%%

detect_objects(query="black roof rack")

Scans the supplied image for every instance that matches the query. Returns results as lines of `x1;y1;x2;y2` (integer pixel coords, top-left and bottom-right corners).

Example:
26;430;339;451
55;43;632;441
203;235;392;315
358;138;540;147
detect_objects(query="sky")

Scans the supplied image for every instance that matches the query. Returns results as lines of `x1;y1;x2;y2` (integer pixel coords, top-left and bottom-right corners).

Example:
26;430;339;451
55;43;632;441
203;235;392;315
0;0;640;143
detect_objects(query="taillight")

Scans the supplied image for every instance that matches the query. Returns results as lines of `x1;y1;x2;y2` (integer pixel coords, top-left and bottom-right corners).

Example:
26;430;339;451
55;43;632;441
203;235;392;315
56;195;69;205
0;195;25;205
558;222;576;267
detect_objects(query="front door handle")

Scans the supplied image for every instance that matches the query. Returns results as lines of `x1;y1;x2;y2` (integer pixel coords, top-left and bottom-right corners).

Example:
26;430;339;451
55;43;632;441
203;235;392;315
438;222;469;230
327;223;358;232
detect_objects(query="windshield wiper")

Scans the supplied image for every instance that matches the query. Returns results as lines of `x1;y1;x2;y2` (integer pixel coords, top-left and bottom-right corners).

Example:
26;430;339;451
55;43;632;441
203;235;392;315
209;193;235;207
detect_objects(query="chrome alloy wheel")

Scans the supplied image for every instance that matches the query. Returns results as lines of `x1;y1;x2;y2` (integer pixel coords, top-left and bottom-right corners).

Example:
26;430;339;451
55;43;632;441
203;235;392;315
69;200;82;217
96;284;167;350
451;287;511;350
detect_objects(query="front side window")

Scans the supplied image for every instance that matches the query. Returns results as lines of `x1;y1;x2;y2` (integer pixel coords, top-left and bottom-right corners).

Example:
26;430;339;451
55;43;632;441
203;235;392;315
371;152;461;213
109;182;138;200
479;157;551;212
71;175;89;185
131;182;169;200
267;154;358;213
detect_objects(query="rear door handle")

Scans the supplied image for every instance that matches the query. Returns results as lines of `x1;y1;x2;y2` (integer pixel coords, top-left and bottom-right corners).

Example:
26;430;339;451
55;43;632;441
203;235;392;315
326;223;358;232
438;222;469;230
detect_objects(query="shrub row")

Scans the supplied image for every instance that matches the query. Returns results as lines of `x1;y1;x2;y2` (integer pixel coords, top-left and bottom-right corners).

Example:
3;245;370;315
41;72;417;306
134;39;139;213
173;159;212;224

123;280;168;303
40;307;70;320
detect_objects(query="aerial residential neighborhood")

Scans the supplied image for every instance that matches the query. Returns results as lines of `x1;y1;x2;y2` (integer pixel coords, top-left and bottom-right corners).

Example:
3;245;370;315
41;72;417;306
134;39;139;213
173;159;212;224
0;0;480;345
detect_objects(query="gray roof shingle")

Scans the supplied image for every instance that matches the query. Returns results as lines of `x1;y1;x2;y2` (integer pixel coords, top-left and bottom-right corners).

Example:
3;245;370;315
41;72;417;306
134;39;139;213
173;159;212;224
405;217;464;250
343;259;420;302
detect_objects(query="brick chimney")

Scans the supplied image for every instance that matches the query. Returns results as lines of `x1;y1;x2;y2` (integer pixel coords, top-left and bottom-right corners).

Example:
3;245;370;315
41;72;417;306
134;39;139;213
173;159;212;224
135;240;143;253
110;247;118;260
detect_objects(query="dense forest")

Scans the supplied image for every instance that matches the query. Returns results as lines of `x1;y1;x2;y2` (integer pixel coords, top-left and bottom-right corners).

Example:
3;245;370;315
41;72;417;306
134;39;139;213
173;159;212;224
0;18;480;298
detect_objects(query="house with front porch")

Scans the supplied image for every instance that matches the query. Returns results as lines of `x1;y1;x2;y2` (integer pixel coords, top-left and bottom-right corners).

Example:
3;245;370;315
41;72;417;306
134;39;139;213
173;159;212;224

%%

All of the material must be reproduced exactly.

detect_objects(query="black roof rack")

Scans the supplied image for every instance that matches the query. Returns results as lines of `x1;y1;x2;y2` (integer pixel coords, top-left and bottom-right corners).

Example:
26;430;339;451
55;43;632;441
203;235;392;315
358;138;540;147
detect_objects(query="sky")

Scans the supplied image for every instance that matches the query. Returns results as lines of `x1;y1;x2;y2` (integer pixel coords, top-left and bottom-right corners).

Example:
26;430;339;451
55;43;632;441
203;235;392;315
0;0;640;143
detect_objects(query="taillight")

Scans the supplied image for every instance that matches the query. Returns results as lines of `x1;y1;x2;y2` (integer pixel coords, top-left and bottom-right corners).

Example:
26;430;339;451
55;43;632;441
203;235;392;315
56;195;69;205
0;195;25;205
558;222;576;267
detect_objects(query="front door handle")

Scans the supplied image for every instance that matches the query. Returns results as lines of `x1;y1;x2;y2` (integer pixel coords, top-left and bottom-right corners).

Example:
26;430;339;451
55;43;632;441
203;235;392;315
438;222;469;230
327;223;358;232
detect_objects(query="windshield wiper")

Scans the supplied image for every instance that matches the query. Returns results as lines of `x1;y1;x2;y2` (integer pixel coords, top-left and bottom-right corners).

Example:
26;430;339;451
55;43;632;441
203;235;392;315
209;193;235;207
detect_objects(query="chrome alloy wheel")

Scans the supplied image for every instance that matches the query. Returns results as lines of `x1;y1;x2;y2` (integer pixel coords, top-left and bottom-right corners).

Example:
26;430;339;451
55;43;632;441
203;235;392;315
69;200;82;217
96;284;167;350
451;287;511;350
detect_objects(query="front side window")

Scans the supplied image for every instance that matches the query. Returns results as lines of `x1;y1;x2;y2` (integer pixel coords, top-left and bottom-right corners).

Example:
26;430;339;451
55;43;632;441
203;235;392;315
371;152;461;213
109;182;138;200
479;157;551;212
71;175;89;185
131;182;169;200
267;154;358;213
detect_objects(query="rear door handle")

Scans the supplied image for every instance that matches the query. Returns results as lines of `x1;y1;x2;y2` (integer pixel coords, top-left and bottom-right corners).

Example:
26;430;339;451
55;43;632;441
203;235;392;315
326;223;358;232
438;222;469;230
detect_objects(query="shrub row")

Scans the supplied image for every instance that matches the query. Returns results as lines of `x1;y1;x2;y2` (integer pixel coords, top-left and bottom-right corners).

Example:
3;245;370;315
41;72;417;306
134;39;139;213
173;159;212;224

123;280;168;303
40;307;70;320
detect_objects(query="aerial residential neighborhood")

Scans the supplied image for every instance that matches the query. Returns results as lines of `x1;y1;x2;y2` (integer pixel coords, top-left and bottom-right corners).

Example:
3;245;370;315
41;72;417;306
134;39;139;213
173;159;212;224
0;0;480;345
detect_objects(query="gray roof shingle")

Scans the supplied image for every instance that matches the query. Returns results as lines of `x1;y1;x2;y2` (integer pixel coords, top-left and bottom-right corners).

Example:
3;245;370;315
41;72;417;306
134;39;139;213
173;159;212;224
405;217;464;250
343;259;420;302
detect_objects(query="brick chimney")

Scans the supplied image for every instance that matches the query. Returns results as lines of `x1;y1;x2;y2` (integer pixel coords, top-left and bottom-right corners).

Example:
3;245;370;315
41;72;417;306
134;39;139;213
173;159;212;224
135;240;143;253
110;247;118;260
detect_objects(query="dense forest")

Scans the supplied image for every instance that matches the query. Returns results as lines of `x1;y1;x2;y2` (integer pixel coords, top-left and bottom-right corners).

Example:
3;245;370;315
41;72;417;306
134;39;139;213
173;159;212;224
0;18;480;298
detect_objects(query="house with front porch")

Scans the supplied image for every instance that matches the query. Returns results as lines of `x1;y1;x2;y2` (integer pixel coords, top-left and bottom-right corners).

Example:
3;245;370;315
41;72;417;306
134;39;139;213
173;159;212;224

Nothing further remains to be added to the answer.